MATERIAL SUPPLIED
....................

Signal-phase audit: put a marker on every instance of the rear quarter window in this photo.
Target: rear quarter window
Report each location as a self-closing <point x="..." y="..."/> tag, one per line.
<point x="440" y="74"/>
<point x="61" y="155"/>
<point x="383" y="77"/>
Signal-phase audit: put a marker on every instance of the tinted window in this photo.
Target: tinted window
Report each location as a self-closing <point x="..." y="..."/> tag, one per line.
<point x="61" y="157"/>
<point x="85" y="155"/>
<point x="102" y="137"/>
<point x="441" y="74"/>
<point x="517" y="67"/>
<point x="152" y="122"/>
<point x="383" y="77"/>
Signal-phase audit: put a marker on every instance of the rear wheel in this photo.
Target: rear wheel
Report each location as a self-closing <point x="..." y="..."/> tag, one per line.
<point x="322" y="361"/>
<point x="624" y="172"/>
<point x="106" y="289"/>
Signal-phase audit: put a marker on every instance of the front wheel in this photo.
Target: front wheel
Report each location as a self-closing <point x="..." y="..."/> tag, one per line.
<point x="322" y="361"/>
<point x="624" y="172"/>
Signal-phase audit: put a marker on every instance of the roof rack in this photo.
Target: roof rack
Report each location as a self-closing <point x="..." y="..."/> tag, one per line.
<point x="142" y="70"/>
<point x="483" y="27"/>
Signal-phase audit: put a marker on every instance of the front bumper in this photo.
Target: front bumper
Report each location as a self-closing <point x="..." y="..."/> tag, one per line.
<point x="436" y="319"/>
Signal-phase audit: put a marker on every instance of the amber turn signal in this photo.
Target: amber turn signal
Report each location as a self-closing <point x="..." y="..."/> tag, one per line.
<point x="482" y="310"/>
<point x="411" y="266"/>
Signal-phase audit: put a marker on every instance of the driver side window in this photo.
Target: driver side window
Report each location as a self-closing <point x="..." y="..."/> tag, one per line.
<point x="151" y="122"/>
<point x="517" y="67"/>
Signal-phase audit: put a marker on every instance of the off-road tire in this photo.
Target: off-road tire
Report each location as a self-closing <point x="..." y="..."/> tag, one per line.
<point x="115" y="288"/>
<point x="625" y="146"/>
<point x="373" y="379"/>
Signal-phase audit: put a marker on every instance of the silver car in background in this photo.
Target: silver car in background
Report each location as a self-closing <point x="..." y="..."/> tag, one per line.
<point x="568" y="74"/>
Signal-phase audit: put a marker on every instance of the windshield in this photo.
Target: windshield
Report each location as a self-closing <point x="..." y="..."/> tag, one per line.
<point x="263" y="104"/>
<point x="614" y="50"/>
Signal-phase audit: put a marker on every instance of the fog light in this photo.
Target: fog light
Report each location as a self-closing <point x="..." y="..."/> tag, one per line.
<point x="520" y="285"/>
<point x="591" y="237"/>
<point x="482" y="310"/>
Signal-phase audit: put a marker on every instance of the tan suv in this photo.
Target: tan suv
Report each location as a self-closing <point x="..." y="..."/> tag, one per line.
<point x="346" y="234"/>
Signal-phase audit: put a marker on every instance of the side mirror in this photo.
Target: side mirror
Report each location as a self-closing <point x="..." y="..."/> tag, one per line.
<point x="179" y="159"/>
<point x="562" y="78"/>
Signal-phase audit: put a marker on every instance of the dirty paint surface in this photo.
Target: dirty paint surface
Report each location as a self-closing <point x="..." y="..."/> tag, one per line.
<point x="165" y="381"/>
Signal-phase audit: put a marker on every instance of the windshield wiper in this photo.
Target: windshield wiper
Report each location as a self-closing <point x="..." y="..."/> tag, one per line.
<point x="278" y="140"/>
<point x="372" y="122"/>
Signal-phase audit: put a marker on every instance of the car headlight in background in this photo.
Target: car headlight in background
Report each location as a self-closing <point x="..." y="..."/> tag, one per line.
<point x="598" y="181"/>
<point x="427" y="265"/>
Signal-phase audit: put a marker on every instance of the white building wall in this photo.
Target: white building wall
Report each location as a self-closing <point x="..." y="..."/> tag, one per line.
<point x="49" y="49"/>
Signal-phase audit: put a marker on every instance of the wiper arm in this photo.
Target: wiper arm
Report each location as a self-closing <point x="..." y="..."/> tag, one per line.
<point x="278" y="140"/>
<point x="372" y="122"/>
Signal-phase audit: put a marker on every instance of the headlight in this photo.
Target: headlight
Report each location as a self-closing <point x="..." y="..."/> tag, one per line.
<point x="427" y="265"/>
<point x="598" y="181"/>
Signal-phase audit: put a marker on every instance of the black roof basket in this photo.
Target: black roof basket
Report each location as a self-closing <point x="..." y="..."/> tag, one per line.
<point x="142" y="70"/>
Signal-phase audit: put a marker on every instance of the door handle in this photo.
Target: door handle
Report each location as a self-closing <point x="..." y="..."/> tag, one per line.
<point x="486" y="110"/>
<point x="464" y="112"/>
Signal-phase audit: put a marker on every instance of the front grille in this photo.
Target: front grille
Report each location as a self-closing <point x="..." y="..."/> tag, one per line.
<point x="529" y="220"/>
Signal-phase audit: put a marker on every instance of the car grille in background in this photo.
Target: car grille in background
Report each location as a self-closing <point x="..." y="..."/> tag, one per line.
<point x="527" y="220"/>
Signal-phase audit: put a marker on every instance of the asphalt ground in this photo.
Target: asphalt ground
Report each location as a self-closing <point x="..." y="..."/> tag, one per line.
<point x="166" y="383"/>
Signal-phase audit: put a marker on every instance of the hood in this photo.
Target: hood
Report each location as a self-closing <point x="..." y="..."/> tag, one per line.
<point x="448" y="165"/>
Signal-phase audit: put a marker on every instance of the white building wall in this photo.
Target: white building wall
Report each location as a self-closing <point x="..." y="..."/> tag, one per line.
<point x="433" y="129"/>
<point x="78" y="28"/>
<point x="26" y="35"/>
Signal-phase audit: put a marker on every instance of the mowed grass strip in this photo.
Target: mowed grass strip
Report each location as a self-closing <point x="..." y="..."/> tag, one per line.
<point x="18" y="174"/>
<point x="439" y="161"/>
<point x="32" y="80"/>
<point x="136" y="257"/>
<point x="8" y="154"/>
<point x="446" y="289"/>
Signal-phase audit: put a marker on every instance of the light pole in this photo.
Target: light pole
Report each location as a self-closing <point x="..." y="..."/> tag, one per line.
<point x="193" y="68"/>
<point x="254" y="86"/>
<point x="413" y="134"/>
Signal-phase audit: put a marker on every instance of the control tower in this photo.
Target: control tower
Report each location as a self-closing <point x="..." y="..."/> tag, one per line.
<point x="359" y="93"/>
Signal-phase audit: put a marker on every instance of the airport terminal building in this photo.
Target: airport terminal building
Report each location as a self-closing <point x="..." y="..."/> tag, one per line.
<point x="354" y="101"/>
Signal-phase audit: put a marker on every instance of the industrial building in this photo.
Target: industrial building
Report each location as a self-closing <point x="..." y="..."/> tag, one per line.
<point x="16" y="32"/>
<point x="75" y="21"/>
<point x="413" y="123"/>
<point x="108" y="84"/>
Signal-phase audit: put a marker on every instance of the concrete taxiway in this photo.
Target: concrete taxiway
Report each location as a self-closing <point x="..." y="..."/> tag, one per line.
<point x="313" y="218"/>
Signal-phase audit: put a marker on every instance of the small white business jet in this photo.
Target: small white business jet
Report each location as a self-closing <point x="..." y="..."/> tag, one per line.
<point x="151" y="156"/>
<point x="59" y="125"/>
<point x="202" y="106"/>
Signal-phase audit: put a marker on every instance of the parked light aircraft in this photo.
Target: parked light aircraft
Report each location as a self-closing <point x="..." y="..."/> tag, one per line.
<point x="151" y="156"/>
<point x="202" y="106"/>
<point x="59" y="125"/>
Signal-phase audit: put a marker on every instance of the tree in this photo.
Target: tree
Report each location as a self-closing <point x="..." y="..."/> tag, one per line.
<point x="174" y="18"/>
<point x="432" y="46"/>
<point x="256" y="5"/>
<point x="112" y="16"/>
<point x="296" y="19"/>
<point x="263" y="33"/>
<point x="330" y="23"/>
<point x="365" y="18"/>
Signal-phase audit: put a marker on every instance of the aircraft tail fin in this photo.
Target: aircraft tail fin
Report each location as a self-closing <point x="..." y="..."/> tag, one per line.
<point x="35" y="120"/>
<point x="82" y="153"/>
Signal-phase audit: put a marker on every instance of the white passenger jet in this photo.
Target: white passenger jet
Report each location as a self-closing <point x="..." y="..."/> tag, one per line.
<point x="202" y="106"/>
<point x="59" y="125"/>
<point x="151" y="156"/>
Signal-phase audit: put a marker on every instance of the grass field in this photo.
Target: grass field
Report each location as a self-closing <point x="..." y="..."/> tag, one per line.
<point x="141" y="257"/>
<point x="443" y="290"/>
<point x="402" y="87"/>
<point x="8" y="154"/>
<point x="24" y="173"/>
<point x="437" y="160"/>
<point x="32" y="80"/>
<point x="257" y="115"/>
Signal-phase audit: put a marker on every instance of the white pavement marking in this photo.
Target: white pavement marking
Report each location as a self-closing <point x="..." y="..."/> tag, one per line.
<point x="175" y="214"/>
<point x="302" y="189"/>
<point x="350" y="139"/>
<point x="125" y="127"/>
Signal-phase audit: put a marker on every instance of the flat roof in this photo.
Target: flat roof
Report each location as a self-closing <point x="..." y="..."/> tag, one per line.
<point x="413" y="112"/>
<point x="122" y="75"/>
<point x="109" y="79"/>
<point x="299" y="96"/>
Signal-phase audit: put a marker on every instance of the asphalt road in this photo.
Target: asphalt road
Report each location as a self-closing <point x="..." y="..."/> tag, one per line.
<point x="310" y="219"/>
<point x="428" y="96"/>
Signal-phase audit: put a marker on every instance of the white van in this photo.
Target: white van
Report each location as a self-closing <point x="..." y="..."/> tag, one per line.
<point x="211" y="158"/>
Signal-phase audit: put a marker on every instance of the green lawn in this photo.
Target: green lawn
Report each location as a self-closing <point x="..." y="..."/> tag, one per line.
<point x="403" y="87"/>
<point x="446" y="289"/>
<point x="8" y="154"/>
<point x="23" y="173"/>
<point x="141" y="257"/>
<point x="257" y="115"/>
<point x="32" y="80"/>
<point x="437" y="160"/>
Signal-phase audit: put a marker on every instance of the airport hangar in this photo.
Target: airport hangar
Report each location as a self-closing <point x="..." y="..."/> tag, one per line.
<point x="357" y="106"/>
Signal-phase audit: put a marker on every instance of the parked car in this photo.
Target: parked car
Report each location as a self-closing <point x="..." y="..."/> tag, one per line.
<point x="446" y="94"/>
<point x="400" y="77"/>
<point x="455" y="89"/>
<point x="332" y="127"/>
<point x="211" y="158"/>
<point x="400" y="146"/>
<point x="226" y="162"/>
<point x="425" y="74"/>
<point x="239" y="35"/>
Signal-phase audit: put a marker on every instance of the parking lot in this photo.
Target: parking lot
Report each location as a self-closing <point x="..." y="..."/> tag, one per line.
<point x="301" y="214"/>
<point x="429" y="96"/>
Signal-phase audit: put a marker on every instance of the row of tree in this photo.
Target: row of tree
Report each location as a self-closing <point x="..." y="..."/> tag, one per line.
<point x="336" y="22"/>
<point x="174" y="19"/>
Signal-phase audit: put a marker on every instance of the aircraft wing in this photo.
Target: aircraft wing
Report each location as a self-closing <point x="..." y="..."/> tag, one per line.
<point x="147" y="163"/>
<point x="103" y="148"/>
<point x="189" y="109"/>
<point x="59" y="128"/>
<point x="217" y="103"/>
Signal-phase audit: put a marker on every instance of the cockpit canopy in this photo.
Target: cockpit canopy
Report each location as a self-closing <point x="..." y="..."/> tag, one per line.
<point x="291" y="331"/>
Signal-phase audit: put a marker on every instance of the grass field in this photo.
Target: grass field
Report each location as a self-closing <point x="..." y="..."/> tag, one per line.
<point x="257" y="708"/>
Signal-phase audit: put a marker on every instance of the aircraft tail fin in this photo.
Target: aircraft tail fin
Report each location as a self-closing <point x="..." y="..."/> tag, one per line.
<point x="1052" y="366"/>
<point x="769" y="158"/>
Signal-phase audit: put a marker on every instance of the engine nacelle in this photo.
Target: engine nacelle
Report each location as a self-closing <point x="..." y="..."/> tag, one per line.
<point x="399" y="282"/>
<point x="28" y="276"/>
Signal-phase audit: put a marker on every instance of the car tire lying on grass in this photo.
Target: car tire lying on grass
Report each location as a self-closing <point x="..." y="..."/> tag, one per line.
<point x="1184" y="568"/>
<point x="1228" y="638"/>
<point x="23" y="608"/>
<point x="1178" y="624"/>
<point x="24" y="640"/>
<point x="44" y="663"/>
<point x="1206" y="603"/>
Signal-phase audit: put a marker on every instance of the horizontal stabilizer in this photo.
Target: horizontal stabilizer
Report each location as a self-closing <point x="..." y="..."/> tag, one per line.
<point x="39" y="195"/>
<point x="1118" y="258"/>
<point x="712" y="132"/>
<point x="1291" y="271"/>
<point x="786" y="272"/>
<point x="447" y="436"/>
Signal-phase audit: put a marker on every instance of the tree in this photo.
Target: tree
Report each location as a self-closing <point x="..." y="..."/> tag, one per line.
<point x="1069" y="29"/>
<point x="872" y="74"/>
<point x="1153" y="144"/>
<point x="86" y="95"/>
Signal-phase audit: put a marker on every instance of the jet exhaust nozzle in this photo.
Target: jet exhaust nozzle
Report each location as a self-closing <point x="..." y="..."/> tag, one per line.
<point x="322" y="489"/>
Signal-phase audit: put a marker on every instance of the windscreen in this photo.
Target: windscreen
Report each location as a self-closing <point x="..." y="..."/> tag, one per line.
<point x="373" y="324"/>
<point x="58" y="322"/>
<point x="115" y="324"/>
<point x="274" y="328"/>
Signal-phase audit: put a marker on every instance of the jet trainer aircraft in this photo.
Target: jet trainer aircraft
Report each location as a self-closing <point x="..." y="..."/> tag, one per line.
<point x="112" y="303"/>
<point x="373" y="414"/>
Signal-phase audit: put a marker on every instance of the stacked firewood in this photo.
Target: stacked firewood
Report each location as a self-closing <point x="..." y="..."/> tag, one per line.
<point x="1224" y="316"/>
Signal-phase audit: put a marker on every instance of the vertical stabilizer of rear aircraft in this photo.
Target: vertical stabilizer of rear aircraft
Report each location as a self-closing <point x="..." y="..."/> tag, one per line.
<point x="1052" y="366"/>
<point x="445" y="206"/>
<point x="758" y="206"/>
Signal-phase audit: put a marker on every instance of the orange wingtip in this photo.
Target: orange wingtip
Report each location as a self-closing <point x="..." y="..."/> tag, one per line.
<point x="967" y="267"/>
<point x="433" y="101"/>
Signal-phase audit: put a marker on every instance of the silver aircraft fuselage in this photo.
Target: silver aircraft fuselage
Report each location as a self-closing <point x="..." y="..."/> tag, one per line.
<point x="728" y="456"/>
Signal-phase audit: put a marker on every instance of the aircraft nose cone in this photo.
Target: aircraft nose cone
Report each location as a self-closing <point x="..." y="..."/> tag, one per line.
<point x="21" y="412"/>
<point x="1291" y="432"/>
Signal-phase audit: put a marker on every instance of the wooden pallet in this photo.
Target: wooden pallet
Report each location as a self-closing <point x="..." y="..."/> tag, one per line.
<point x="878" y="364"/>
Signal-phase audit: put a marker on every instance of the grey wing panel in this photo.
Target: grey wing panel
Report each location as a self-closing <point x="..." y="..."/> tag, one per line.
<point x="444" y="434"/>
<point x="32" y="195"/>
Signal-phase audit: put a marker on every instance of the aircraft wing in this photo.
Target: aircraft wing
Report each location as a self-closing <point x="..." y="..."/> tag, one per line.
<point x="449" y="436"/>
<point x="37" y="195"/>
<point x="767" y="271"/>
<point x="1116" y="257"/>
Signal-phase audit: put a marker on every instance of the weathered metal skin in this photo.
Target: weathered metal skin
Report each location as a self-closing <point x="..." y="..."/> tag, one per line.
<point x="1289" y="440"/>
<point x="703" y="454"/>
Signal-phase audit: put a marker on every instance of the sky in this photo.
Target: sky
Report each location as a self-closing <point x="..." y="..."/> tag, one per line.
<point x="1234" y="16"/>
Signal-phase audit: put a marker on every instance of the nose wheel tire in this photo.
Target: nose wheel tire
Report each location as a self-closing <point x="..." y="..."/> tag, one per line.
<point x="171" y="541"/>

....................

Print from the line containing "skin in this photo." to the last line above, exactly as written.

Signal-phase audit: put a marker on every instance of the weathered metal skin in this photo.
Target: weathered metal skin
Report each location as a self-closing <point x="..." y="..."/> tag, one per line.
<point x="1289" y="440"/>
<point x="703" y="454"/>
Signal-phase audit: put a marker on every instance of the sky in this photo.
Target: sky
Report each location as a self-closing <point x="..." y="..."/> tag, one per line.
<point x="1234" y="16"/>
Signal-phase audit: put a marker on every instance of the nose wheel tire in this photo.
Target: nose wheel tire
Report each location as a self-closing <point x="..." y="..."/> tag, one per line.
<point x="171" y="541"/>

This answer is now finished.